## Task statement:
Return each line below holding the string "gear".

>>>>

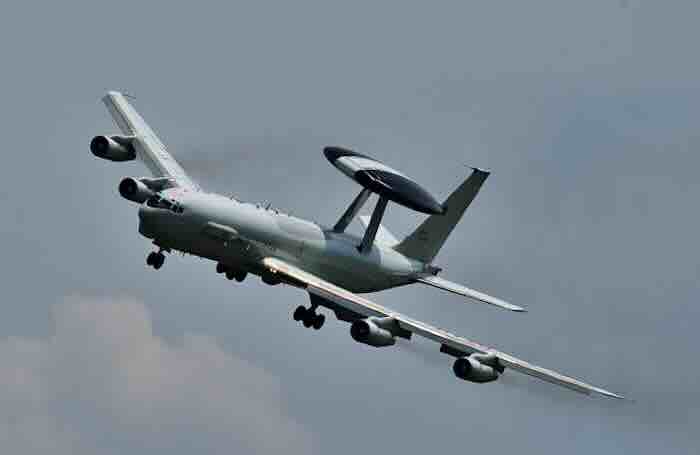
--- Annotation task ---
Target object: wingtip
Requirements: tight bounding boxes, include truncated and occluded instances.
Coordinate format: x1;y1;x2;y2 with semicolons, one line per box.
498;300;526;312
590;388;626;400
601;390;626;400
467;165;491;175
105;90;135;99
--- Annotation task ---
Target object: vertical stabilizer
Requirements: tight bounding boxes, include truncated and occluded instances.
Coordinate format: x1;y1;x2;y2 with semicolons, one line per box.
394;168;490;263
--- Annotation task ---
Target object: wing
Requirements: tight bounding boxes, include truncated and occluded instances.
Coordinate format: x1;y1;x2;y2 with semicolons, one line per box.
263;257;623;399
416;275;525;312
102;91;199;191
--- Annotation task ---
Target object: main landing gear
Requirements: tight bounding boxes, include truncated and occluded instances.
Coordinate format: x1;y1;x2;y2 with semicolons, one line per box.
293;305;325;330
146;251;166;270
216;263;247;282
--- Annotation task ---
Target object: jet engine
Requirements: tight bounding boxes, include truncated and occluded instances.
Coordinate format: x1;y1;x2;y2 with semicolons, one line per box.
118;177;155;203
90;135;136;161
350;317;397;347
452;353;504;383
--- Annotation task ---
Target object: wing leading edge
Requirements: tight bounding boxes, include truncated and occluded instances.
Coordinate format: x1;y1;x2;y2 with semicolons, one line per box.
101;91;199;191
263;257;623;399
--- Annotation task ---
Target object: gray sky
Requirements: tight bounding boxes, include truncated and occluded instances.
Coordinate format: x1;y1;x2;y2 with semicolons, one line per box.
1;0;698;453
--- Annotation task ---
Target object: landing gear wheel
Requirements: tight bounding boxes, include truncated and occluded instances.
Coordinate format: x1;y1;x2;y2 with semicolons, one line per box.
216;263;226;274
293;305;306;322
312;314;325;330
153;253;165;270
234;271;247;282
225;271;235;280
294;306;323;329
146;252;157;266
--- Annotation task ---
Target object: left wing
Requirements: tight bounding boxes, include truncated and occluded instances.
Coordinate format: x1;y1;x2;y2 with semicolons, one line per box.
102;91;200;191
263;257;623;399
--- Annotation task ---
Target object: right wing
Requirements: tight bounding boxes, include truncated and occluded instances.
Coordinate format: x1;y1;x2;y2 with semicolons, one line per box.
416;275;525;312
263;257;623;399
102;91;199;191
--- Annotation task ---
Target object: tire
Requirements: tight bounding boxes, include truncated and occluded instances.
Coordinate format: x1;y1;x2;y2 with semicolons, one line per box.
146;252;155;266
152;253;165;270
234;272;246;282
216;263;226;274
302;315;314;328
312;314;325;330
293;306;306;322
225;271;235;280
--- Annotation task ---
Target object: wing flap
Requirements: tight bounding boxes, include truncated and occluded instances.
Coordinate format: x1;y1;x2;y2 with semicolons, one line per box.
262;257;623;399
417;275;525;312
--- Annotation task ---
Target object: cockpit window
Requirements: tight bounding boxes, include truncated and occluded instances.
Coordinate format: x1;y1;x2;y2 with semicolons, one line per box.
146;195;184;214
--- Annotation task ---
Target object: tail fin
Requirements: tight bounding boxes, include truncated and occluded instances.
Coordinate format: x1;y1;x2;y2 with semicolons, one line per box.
394;168;490;263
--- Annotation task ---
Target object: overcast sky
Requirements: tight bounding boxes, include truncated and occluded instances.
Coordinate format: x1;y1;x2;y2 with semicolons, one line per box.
0;1;698;454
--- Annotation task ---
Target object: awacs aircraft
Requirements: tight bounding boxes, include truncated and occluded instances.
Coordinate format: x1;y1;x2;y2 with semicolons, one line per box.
90;91;622;399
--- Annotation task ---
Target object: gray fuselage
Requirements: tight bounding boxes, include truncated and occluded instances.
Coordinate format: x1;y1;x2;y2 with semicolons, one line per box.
137;188;425;292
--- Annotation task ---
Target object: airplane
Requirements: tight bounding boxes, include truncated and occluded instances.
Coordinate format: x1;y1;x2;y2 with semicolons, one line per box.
89;91;623;399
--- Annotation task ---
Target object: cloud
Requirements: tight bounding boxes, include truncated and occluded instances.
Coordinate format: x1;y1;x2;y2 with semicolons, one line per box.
0;297;314;455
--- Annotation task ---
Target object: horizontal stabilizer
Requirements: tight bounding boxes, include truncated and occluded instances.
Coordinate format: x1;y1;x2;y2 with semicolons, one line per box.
417;275;525;312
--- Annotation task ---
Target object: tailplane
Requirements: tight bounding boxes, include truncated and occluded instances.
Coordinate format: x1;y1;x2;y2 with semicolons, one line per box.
394;168;490;263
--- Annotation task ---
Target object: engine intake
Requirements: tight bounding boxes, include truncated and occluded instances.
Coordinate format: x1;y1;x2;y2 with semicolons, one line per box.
350;317;404;347
453;353;504;383
119;177;155;203
90;135;136;161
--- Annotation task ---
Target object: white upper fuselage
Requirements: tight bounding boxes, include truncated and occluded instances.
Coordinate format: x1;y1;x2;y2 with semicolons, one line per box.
138;188;425;292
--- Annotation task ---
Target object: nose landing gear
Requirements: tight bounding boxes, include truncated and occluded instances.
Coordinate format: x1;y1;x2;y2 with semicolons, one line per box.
293;305;325;330
146;251;166;270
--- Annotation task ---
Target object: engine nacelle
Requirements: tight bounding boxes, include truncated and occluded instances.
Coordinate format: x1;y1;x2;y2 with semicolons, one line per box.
261;270;282;286
90;135;136;161
118;177;155;203
350;317;396;347
453;353;503;383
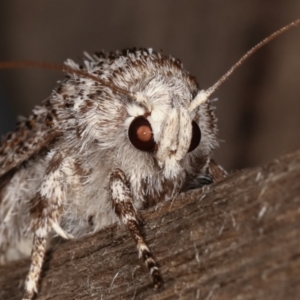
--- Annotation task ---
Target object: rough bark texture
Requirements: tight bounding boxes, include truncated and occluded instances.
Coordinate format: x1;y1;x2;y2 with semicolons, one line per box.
1;149;300;300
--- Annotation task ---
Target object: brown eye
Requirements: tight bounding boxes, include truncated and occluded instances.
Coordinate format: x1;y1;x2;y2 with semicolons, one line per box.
188;121;201;152
129;116;156;151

<<<<

## Exercise solution:
Target object: main landing gear
Target object: landing gear wheel
Target object: nose landing gear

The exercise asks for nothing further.